16
3
The previous neural net golfing challenges (this and that) inspired me to pose a new challenge:
The challenge
Find the smallest feedforward neural network such that, given any 4-dimensional input vector \$(a,b,c,d)\$ with integer entries in \$[-10,10]\$, the network outputs \$\textrm{sort}(a,b,c,d)\$ with a coordinate-wise error strictly smaller than \$0.5\$.
Admissibility
For this challenge, a feedforward neural network is defined as a composition of layers. A layer is a function \$L\colon\mathbf{R}^n\to\mathbf{R}^m\$ that is specified by a matrix \$A\in\mathbf{R}^{m\times n}\$ of weights, a vector \$b\in\mathbf{R}^m\$ of biases, and an activation function \$f\colon\mathbf{R}\to\mathbf{R}\$ that is applied coordinate-wise:
$$ L(x) := f(Ax+b), \qquad x\in\mathbf{R}^n. $$
Since activation functions can be tuned for any given task, we need to restrict the class of activation functions to keep this challenge interesting. The following activation functions are permitted:
Identity. \$f(t)=t\$
ReLU. \$f(t)=\operatorname{max}(t,0)\$
Softplus. \$f(t)=\ln(e^t+1)\$
Hyperbolic tangent. \$f(t)=\tanh(t)\$
Sigmoid. \$f(t)=\frac{e^t}{e^t+1}\$
Overall, an admissible neural net takes the form \$L_k\circ L_{k-1}\circ\cdots \circ L_2\circ L_1\$ for some \$k\$, where each layer \$L_i\$ is specified by weights \$A_i\$, biases \$b_i\$, and an activation function \$f_i\$ from the above list. For example, the following neural net is admissible (while it doesn't satisfy the performance goal of this challenge, it may be a useful gadget):
$$\left[\begin{array}{c}\min(a,b)\\\max(a,b)\end{array}\right]=\left[\begin{array}{rrrr}1&-1&-\frac{1}{2}&-\frac{1}{2}\\1&-1&\frac{1}{2}&\frac{1}{2}\end{array}\right]\mathrm{ReLU}\left[\begin{array}{rr}\frac{1}{2}&\frac{1}{2}\\-\frac{1}{2}&-\frac{1}{2}\\1&-1\\-1&1\end{array}\right]\left[\begin{array}{c}a\\b\end{array}\right]$$
This example exhibits two layers. Both layers have zero bias. The first layer uses ReLU activation, while the second uses identity activation.

WHAT TO WORK ON:
A – Which activation functions does the neural-net sorting challenge permit? List all of them.
B – Write the next part of the neural-net sorting challenge, picking up right after its last sentence.

EXTRACTED INFORMATION:
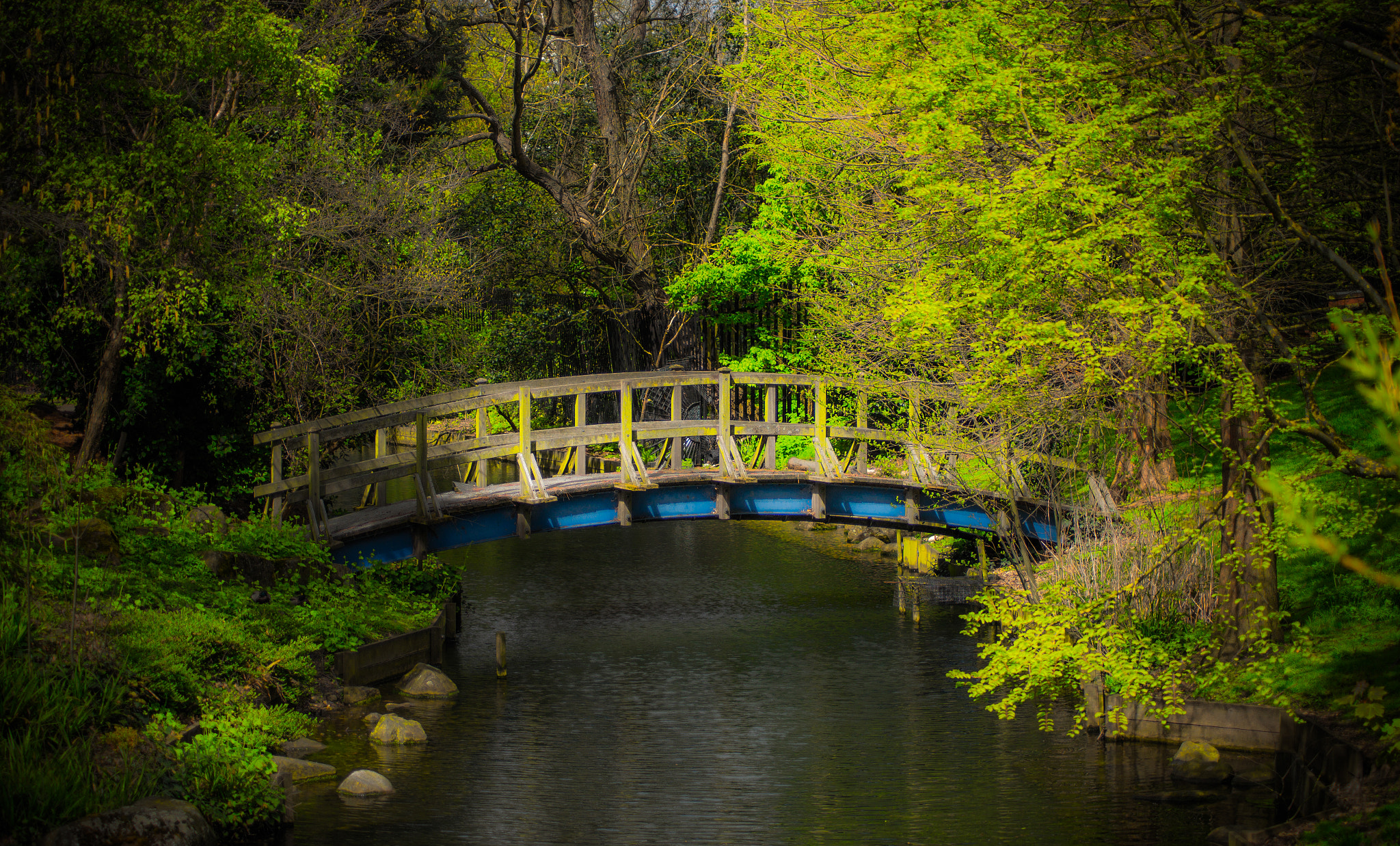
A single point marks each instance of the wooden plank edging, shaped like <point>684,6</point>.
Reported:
<point>388,657</point>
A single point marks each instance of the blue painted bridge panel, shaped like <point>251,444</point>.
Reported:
<point>690,502</point>
<point>861,502</point>
<point>770,500</point>
<point>681,502</point>
<point>574,512</point>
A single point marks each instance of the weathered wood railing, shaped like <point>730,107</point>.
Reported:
<point>527,441</point>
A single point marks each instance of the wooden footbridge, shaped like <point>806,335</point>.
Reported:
<point>837,489</point>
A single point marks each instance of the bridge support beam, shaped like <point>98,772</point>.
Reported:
<point>623,506</point>
<point>677,409</point>
<point>770,413</point>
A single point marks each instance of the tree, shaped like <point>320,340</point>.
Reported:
<point>1068,212</point>
<point>133,160</point>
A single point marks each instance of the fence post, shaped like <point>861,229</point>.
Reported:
<point>770,413</point>
<point>677,459</point>
<point>623,419</point>
<point>483,429</point>
<point>863,412</point>
<point>526,440</point>
<point>581,419</point>
<point>276,476</point>
<point>420,461</point>
<point>314,482</point>
<point>381,448</point>
<point>725,388</point>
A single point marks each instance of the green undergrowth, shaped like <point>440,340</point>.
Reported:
<point>1342,631</point>
<point>92,690</point>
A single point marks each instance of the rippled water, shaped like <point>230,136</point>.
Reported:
<point>714,683</point>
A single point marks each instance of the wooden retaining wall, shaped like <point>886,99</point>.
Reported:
<point>1319,755</point>
<point>395,656</point>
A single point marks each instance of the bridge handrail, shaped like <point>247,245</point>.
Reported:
<point>526,441</point>
<point>463,400</point>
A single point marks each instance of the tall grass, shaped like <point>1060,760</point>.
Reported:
<point>49,712</point>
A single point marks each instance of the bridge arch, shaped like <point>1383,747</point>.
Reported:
<point>930,499</point>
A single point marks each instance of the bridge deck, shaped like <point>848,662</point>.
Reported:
<point>472,516</point>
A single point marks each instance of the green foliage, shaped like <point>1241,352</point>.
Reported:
<point>49,711</point>
<point>226,771</point>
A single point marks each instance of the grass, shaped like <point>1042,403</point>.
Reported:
<point>109,644</point>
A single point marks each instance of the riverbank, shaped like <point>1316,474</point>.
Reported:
<point>152,644</point>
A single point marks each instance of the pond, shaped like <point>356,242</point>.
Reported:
<point>723,683</point>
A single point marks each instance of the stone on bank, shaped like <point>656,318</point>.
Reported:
<point>154,821</point>
<point>1199,763</point>
<point>426,681</point>
<point>303,771</point>
<point>364,782</point>
<point>392,728</point>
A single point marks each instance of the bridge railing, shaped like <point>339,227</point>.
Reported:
<point>527,441</point>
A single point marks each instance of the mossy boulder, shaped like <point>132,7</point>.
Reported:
<point>303,771</point>
<point>426,681</point>
<point>301,747</point>
<point>392,728</point>
<point>1200,764</point>
<point>364,782</point>
<point>359,694</point>
<point>208,520</point>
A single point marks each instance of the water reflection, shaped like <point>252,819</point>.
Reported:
<point>712,683</point>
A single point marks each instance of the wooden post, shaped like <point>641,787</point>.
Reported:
<point>818,500</point>
<point>483,429</point>
<point>677,459</point>
<point>770,443</point>
<point>314,482</point>
<point>278,499</point>
<point>381,448</point>
<point>420,461</point>
<point>526,439</point>
<point>725,388</point>
<point>625,419</point>
<point>863,412</point>
<point>581,419</point>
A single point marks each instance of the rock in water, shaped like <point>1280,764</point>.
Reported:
<point>427,683</point>
<point>359,695</point>
<point>1181,797</point>
<point>154,821</point>
<point>301,747</point>
<point>1238,835</point>
<point>364,782</point>
<point>208,520</point>
<point>392,728</point>
<point>303,771</point>
<point>1199,763</point>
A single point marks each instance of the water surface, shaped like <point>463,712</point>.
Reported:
<point>714,683</point>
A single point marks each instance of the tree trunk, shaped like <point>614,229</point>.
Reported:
<point>108,369</point>
<point>1248,579</point>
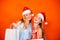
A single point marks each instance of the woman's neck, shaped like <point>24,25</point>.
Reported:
<point>35,26</point>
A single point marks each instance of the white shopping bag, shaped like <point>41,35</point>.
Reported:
<point>12,34</point>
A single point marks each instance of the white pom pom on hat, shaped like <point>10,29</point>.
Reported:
<point>27,10</point>
<point>43,17</point>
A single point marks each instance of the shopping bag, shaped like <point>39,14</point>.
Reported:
<point>11,34</point>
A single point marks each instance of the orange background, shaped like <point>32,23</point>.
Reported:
<point>11,11</point>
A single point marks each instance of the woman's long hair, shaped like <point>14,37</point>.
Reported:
<point>43,33</point>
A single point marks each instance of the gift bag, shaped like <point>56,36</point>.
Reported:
<point>11,34</point>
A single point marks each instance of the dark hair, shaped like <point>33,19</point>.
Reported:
<point>43,34</point>
<point>23,20</point>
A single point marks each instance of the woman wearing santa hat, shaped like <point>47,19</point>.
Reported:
<point>37,29</point>
<point>24,25</point>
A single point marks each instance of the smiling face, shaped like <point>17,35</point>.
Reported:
<point>27,17</point>
<point>37,19</point>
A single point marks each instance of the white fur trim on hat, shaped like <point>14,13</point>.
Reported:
<point>40,15</point>
<point>26,12</point>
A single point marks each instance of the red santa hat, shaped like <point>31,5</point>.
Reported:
<point>42,16</point>
<point>27,10</point>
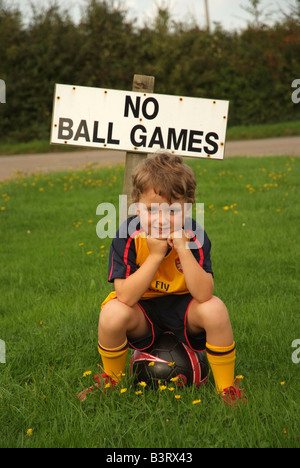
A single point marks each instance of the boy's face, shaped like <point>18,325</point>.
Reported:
<point>158,217</point>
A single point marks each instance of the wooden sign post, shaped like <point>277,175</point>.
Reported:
<point>141,84</point>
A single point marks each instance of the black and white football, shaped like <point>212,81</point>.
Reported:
<point>169,360</point>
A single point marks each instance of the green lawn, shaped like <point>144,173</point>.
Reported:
<point>54,276</point>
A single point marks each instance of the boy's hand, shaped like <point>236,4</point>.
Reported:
<point>177,240</point>
<point>157,246</point>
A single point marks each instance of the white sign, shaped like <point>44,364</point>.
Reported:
<point>141,122</point>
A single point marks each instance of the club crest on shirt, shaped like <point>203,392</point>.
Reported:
<point>178,265</point>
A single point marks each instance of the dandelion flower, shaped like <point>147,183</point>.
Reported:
<point>162,387</point>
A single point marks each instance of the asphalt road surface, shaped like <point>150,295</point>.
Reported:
<point>10,166</point>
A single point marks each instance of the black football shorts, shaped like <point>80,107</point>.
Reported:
<point>168,313</point>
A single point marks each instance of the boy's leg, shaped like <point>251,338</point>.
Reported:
<point>117,322</point>
<point>213,317</point>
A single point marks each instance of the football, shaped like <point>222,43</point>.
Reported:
<point>169,360</point>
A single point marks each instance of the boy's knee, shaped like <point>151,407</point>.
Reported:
<point>114,314</point>
<point>212,312</point>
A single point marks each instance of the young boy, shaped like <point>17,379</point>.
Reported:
<point>163,280</point>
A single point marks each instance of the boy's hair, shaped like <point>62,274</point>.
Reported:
<point>167,175</point>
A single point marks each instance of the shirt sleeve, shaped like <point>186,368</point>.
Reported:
<point>122,256</point>
<point>200,245</point>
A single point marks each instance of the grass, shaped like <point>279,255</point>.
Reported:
<point>54,277</point>
<point>251,132</point>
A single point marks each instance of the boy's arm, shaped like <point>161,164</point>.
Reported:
<point>131,289</point>
<point>198,281</point>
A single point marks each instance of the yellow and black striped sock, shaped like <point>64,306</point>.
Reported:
<point>114,360</point>
<point>222,363</point>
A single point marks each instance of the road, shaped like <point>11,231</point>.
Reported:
<point>10,166</point>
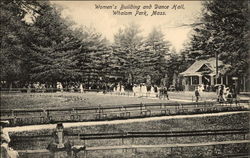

RESPONSES:
A – Identity, ReLU, Softplus, Hyperbolic tangent, Sigmoid

B –
Scoring
Your score is the total number of nonzero weights and biases.
(E.g., the above example has a score of 16 since the bias vectors are zero.)
2@Close-voter: What exactly is unclear? I don't think either of the previous NN challenges was so well specified. – flawr – 2019-09-27T14:44:32.247
Are skip connections (NOT feedback connections) allowed? – Joel – 2019-09-27T15:51:27.187
1No - skip connections are not allowed. – Dustin G. Mixon – 2019-09-27T16:13:02.627
@flawr It's probably just because of the high level of knowledge and math that is required. I don't have a specific idea of what the question is asking, so I am not qualified to know whether it is unclear or not. – mbomb007 – 2019-09-27T21:44:06.673
@DustinG.Mixon Out of curiosity: Did you construct the max/min network yourself or did you find it somewhere else? – flawr – 2019-09-27T22:13:22.563
@flawr - I constructed it myself. It may not be minimal. – Dustin G. Mixon – 2019-09-27T22:23:17.453
1@DustinG.Mixon I actually just found an approach for the max/min that only uses 15 weights instead of 16, but it is considerably less elegant:) – flawr – 2019-09-27T23:27:24.523
3This is a nicely specified challenge that I think could serve as a model for future neural-network challenges. – xnor – 2019-09-27T23:30:01.277
1I personally find it difficult to optimize without skipping connections. This is because a sorting NN is required to output numbers close enough to the inputs. So it seems necessary to 'remember' / 'reconstruct' the inputs across layers. I do not see how that could be done easily once $e^t$ is involved since there are no inverses of those functions allowed as activations. So we are only left with the ReLUs for which the baseline (with minor improvements as shown in flawr's answer) is already near optimal. – Joel – 2019-09-28T00:16:07.493
@Joel I agree, more flexibility in the architecture would have made this a more interesting challenge. I guess the drawback with allowing e.g. skip connections is that the specs would be a lot more complicated. – flawr – 2019-09-28T12:43:57.260
Another alternative is to allow outputting the indices of sorted inputs (i.e.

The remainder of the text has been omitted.